After a journey of about an hour, I arrive at Brussels Central Station. That's where I was supposed to meet Anita, a friend coming from Italy specifically for this concert.
As usual, we are late: we enter the Cirque Royal at 8:15, while the concert had already started (unexpectedly, for us Italians...) at 8 sharp. Fortunately, their opening act wasn't great: the singer was terrible, and the keyboardist was offbeat. Plus, they used too many pre-recorded tracks.
At 9:10, the concert began. "Playground Hustle", the first track of the album, sounded slightly different to me. The arrangements had been changed a bit, and the result was better. Now, I won't go through the tracklist and judge each one, because it seems quite silly, but I'll just comment in general.
Many of the songs on their album had folk vibes, like a-guitar-on-the-shoulder-and-go style. Besides the guitars, there was a childlike voice, both the strength and limitation of the album, adding an extra touch of countryside. At the concert, everything simply changes. The singer's voice, Olivia, was absolutely resolute. In "Stay (Just a little more)", she gives a clear example of the power a female voice can have.

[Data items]
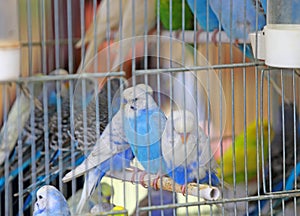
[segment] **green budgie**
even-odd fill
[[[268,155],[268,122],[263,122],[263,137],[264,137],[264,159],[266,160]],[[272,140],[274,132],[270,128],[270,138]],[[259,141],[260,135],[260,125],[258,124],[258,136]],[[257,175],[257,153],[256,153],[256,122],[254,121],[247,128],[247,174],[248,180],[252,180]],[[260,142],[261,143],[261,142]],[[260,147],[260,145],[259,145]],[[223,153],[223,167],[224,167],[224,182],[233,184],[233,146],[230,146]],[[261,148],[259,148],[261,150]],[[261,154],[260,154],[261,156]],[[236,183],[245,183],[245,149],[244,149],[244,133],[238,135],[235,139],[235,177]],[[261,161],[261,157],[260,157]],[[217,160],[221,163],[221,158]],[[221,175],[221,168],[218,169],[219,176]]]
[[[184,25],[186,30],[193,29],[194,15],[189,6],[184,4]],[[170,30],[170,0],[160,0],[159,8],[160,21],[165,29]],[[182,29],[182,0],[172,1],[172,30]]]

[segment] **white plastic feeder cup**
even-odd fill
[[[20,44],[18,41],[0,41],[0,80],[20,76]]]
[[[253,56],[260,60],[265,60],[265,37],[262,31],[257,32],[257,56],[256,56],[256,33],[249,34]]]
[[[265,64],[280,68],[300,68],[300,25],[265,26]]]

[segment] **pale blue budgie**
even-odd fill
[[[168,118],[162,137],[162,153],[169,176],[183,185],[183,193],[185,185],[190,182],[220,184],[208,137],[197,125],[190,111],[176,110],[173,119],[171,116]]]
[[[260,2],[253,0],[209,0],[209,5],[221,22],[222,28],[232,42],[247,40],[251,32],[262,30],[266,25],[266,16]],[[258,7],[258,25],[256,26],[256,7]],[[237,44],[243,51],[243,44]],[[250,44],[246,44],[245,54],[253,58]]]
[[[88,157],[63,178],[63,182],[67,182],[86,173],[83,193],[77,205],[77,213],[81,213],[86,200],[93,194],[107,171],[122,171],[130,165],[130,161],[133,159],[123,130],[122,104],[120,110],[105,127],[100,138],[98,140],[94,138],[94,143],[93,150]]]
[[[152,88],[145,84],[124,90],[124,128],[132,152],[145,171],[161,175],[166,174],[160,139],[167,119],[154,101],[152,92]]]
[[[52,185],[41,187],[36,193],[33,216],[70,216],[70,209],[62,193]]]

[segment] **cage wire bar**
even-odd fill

TASKS TO PERFORM
a) According to the concert review, what was wrong with the opening act? Give every problem mentioned.
b) In the concert review, what is the name of the singer?
c) For each statement, say whether it agrees with the concert review, and quote the words that decide it.
(i) The writer and Anita entered the Cirque Royal at 8:15.
(ii) "Playground Hustle" is the last track of the album.
(iii) The writer felt the changed arrangements made the result worse.
The listing has no connection to the concert review.

EXERCISE RESPONSES
a)
- The singer was terrible.
- The keyboardist was offbeat.
- They used too many pre-recorded tracks.

b) Olivia

c)
(i) Yes: "we enter the Cirque Royal at 8:15"
(ii) No: "the first track of the album"
(iii) No: "the result was better"